--- start of The records ---
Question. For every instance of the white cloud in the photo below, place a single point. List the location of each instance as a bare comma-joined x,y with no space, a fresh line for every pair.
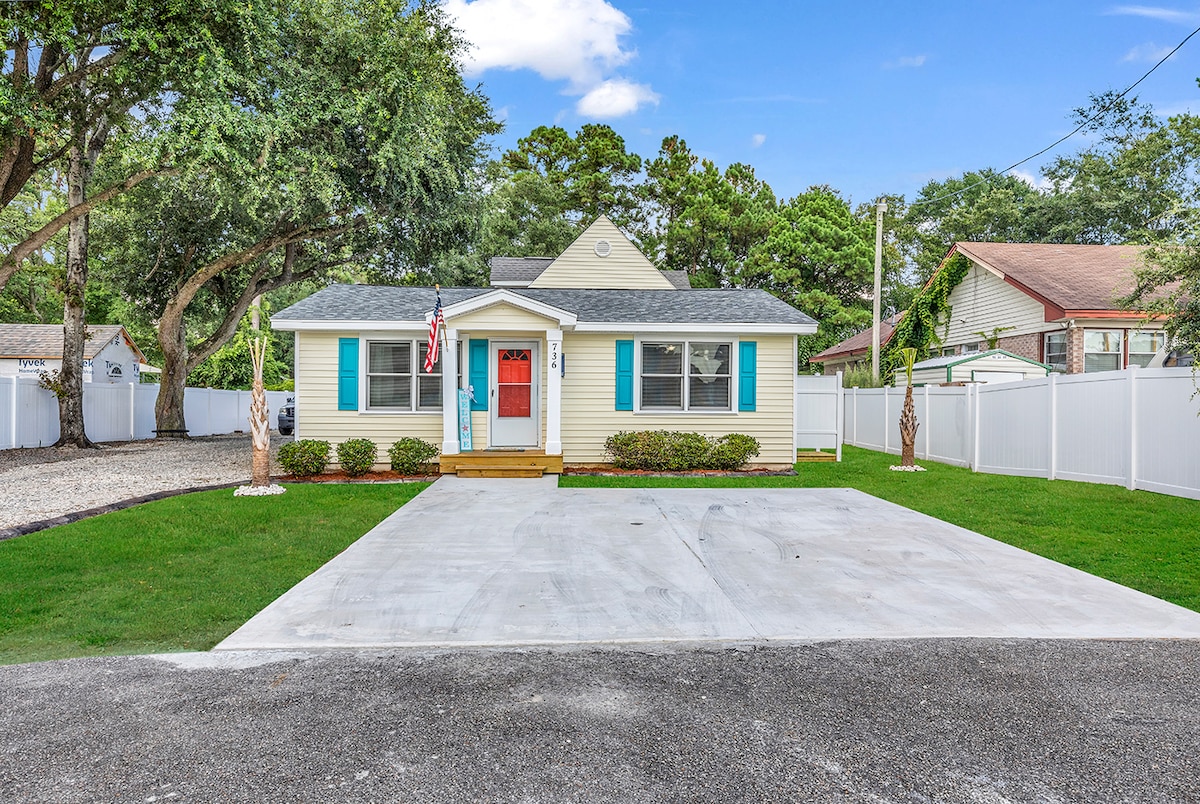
1147,52
906,63
1035,181
577,41
1157,12
615,99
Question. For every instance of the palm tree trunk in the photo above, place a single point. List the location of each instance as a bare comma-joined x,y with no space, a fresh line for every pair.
909,426
259,419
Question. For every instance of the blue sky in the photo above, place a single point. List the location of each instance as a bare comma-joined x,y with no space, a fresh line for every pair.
868,97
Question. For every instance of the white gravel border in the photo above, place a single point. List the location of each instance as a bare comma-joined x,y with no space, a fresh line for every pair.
40,484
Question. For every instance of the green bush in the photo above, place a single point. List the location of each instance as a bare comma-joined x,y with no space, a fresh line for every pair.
663,450
731,451
412,455
357,456
304,457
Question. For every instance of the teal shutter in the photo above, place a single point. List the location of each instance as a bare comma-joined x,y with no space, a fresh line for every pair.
347,373
477,376
624,375
748,379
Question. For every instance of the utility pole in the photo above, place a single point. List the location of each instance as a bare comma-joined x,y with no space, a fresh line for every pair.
880,209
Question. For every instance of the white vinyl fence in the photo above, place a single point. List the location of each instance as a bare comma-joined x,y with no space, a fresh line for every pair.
29,414
819,412
1137,427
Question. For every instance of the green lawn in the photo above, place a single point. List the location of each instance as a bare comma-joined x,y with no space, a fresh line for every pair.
1143,540
179,574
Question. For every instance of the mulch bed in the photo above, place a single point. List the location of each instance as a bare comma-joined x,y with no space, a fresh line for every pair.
694,473
370,477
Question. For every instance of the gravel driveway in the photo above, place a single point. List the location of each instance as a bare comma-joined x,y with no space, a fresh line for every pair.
45,483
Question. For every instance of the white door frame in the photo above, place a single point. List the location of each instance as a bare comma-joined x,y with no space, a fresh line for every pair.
535,400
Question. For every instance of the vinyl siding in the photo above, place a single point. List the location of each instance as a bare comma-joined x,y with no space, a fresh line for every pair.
589,400
317,403
502,317
579,267
984,301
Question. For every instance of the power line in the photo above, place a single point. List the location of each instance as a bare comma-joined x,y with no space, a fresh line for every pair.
1075,131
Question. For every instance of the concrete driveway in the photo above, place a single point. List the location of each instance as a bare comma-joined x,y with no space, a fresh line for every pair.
522,562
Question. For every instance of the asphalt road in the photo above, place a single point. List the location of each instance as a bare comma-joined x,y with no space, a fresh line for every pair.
921,720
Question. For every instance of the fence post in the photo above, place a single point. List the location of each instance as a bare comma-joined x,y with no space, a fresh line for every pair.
855,439
929,420
1053,429
133,411
973,394
12,424
1132,371
841,417
887,419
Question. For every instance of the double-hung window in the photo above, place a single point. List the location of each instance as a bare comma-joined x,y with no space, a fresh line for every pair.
1102,349
1056,351
396,377
1143,346
687,376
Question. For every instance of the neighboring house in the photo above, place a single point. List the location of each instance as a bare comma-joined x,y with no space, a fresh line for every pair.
1051,304
109,354
991,366
856,351
557,355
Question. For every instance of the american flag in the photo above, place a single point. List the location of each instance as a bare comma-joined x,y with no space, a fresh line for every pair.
431,354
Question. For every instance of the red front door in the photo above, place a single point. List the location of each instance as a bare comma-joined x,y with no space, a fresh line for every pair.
515,382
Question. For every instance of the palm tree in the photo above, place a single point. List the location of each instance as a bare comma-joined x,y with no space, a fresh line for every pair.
909,423
259,418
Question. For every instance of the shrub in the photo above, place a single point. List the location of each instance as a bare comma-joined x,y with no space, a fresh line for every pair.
304,457
661,450
357,456
731,451
412,455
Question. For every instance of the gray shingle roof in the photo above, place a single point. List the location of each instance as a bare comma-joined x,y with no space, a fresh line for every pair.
353,303
517,269
46,340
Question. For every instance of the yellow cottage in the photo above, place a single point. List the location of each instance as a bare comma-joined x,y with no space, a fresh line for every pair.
557,355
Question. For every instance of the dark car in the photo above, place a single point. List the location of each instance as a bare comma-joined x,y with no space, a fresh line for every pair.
288,417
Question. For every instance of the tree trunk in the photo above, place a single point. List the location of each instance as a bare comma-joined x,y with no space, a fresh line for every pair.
907,430
168,408
71,427
259,419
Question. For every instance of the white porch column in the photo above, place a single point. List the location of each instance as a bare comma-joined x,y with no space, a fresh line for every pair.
450,394
553,391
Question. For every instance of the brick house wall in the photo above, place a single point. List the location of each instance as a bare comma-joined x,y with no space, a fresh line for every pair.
1026,346
1075,351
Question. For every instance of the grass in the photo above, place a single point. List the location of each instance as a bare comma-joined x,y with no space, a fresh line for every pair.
1139,539
179,574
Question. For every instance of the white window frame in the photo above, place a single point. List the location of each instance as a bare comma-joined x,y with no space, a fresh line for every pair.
1119,353
417,370
1066,348
1159,335
687,409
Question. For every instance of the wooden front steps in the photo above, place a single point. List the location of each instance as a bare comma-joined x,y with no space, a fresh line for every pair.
502,463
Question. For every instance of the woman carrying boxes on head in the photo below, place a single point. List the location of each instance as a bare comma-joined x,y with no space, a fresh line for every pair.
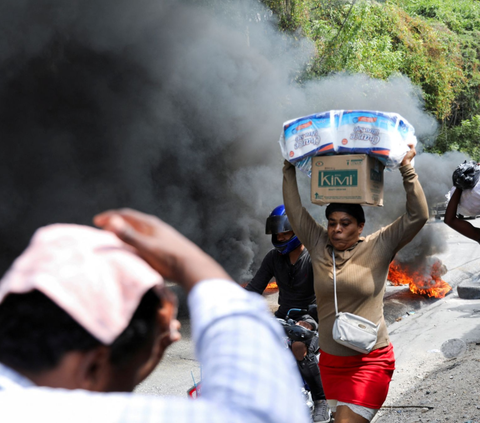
356,384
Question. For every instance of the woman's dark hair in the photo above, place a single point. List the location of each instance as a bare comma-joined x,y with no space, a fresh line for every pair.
35,333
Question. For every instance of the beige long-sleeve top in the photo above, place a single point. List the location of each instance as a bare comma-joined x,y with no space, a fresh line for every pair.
363,268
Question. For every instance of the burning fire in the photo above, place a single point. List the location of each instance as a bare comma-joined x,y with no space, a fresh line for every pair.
425,281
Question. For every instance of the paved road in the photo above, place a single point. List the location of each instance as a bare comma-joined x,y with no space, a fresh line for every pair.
174,375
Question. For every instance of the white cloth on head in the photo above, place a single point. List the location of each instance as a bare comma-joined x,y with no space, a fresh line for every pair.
96,278
248,374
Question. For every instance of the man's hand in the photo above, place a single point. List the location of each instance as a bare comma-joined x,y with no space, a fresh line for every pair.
409,156
174,256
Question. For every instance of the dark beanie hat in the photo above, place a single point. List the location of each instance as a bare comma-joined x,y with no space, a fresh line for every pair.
354,210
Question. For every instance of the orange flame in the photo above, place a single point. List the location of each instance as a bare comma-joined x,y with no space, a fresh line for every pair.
427,282
272,285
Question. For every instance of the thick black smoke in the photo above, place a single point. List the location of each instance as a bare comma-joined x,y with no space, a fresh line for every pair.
173,108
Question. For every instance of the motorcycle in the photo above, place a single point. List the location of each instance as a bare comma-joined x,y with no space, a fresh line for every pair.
295,332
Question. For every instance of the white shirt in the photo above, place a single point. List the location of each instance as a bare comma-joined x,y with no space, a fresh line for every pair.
248,374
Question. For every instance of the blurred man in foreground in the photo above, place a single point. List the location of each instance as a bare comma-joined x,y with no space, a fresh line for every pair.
83,320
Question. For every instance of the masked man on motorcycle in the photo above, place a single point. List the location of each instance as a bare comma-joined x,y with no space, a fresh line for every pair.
289,263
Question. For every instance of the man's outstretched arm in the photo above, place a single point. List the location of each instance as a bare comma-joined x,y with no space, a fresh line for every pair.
248,373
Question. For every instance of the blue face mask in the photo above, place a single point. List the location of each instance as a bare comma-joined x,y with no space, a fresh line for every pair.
286,246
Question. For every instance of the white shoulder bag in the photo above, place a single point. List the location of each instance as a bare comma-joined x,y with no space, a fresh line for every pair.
353,331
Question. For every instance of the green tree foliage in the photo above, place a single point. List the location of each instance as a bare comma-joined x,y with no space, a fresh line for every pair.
436,43
464,137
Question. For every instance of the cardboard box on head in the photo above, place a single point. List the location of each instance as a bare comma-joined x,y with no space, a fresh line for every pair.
349,178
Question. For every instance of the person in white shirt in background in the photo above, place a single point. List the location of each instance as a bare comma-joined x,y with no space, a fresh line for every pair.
83,320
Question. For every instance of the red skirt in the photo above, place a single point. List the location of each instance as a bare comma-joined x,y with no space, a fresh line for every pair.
359,379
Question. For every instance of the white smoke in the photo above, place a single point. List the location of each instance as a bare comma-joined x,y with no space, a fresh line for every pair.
170,107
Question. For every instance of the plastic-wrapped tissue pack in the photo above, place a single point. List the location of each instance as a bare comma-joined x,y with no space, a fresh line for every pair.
379,134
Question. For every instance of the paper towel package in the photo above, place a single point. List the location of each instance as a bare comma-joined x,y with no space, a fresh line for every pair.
311,135
382,135
347,178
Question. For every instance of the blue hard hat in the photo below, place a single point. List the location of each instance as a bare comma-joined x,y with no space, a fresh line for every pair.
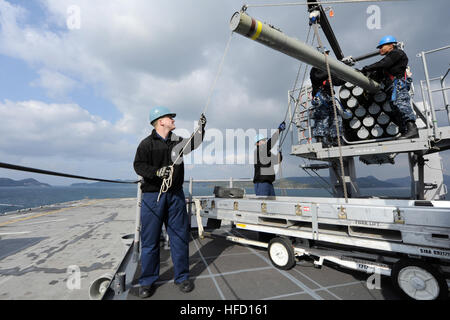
259,137
386,40
159,112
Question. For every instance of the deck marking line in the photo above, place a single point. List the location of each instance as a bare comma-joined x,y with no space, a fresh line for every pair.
316,283
47,213
286,274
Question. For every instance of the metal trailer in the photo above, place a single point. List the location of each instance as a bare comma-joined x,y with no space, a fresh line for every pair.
405,239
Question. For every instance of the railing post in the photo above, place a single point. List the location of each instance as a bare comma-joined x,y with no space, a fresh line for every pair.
137,231
190,196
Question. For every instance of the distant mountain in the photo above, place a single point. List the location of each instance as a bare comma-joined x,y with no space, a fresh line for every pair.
101,184
5,182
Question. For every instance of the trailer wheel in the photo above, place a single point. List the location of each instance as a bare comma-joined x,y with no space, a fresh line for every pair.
418,280
281,253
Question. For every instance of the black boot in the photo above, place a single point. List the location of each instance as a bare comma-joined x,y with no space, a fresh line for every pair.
411,131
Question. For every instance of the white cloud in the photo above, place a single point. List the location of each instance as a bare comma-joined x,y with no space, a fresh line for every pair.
54,83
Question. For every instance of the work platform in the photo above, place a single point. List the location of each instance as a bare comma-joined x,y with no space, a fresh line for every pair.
422,145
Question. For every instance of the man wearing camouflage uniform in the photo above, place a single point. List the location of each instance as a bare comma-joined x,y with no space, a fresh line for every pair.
324,130
392,69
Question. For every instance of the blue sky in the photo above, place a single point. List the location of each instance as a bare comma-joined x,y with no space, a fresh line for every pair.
77,100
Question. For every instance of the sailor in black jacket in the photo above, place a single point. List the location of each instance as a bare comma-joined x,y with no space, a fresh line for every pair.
264,160
154,158
392,70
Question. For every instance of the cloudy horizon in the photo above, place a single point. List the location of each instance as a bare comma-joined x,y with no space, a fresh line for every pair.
80,77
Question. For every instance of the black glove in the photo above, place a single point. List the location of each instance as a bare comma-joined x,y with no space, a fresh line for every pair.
202,121
364,71
163,172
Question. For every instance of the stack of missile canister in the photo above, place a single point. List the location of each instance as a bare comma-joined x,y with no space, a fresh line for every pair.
367,116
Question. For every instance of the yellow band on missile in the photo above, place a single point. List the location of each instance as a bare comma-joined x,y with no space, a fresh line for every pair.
258,31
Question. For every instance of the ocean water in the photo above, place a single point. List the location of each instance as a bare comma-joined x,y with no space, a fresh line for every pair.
20,198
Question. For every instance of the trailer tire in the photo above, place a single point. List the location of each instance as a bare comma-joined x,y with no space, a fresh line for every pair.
281,253
418,280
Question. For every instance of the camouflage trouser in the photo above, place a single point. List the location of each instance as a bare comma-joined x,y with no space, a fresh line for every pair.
401,102
324,122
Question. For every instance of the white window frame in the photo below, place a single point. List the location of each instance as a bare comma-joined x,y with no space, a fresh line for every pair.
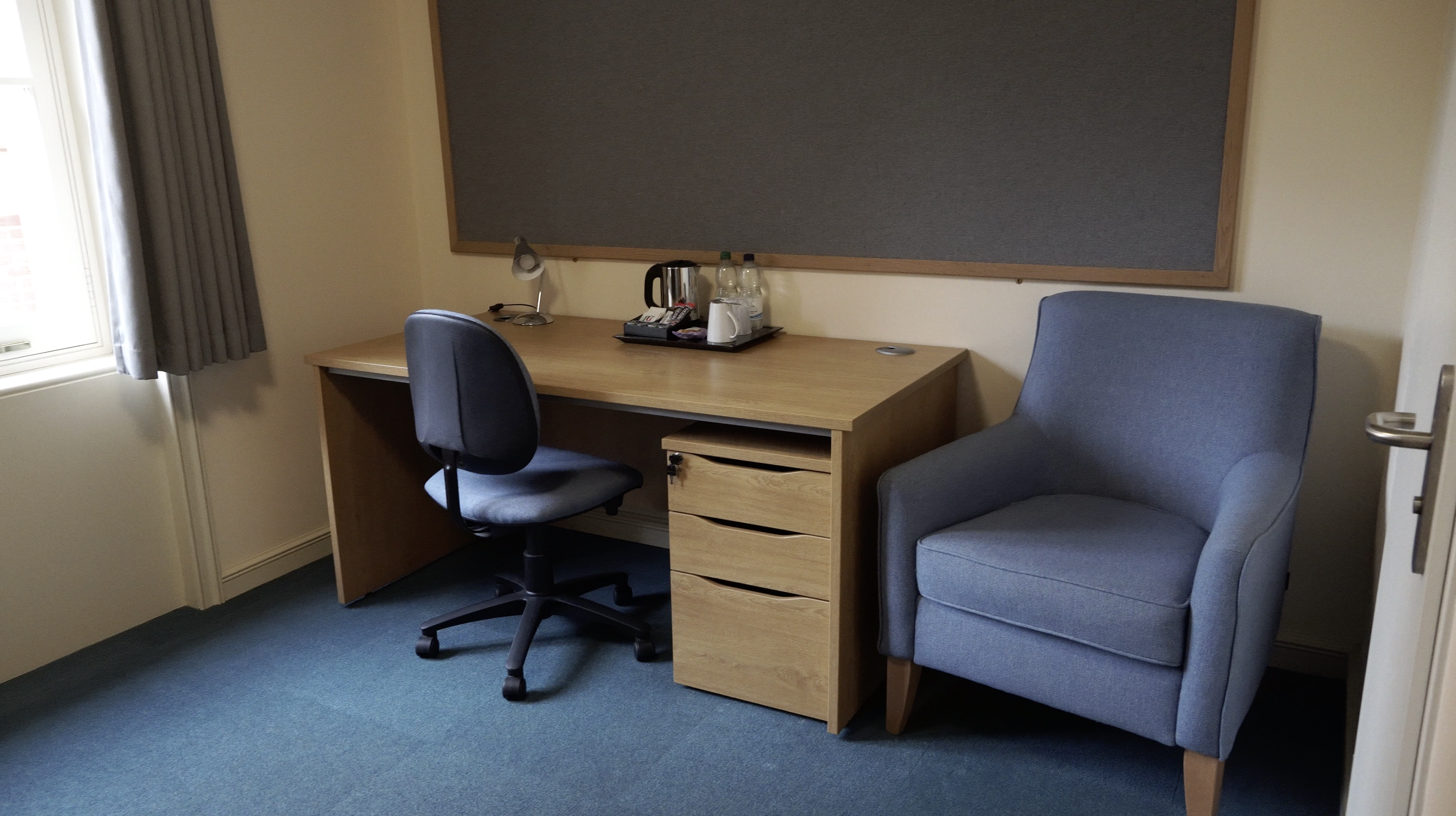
54,53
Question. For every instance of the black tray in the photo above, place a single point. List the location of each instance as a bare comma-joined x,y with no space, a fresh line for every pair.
739,343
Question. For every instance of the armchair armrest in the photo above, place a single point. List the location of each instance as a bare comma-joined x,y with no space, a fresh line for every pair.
1238,592
966,478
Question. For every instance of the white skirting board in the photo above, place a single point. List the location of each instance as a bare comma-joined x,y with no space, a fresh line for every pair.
276,563
643,527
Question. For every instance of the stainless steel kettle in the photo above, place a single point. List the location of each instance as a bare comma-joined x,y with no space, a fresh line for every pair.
679,285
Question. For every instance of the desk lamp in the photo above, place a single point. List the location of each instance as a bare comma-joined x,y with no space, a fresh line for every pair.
528,266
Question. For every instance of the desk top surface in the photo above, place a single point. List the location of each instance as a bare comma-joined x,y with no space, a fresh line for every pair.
794,380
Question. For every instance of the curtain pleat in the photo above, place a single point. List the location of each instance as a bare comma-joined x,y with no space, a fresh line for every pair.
180,270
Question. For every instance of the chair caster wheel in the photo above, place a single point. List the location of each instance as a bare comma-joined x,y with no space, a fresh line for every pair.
514,688
646,652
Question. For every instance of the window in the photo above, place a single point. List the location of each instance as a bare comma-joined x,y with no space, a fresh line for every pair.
49,293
--- end of The records ---
Take the line that contains "Question. For every instance of the white skirting" and every line after it through the end of the listing above, and repeat them exactly.

Reply ▸
Question. For every instance of the white skirting board in the photo above, place a single point. List the location of each instance as a bare comma-joined x,y with no space, a fresh line for every pair.
276,563
643,527
Question. For every instance of the stainless steel kettle in the photo above, place a single point. List the location of each instance as a bare comma-joined x,y with no space, a fresh line for every pair.
679,285
Question. For every instance of the desk lamp in the photo above, place a single point. List the location of each instance as a bare comma-joined x,y with no space, a fresh line for every pair.
528,266
Question. For every instance of the desk top surface in the photo above, place a single point. List the location of each instance as a bare comma-joined x,y with no space, a fresh line for every pair.
794,380
Question. For every instance of the curtain pleat in the photo above, place a single point. List the location of each instance as a bare comma-joined x,y with no space, a fresh line for every pair.
180,270
Question. For every instance of the chair caster wheel in the photo above, place a single point. List the location of each instance as a bare comma-joined x,y with no space, a fresh line for every pair.
514,688
646,652
Question. For every instance of the window in the photo above, place a single point. List the location of each instance as a bare comma-joined x,y with no space, a fresh line for every pair.
49,293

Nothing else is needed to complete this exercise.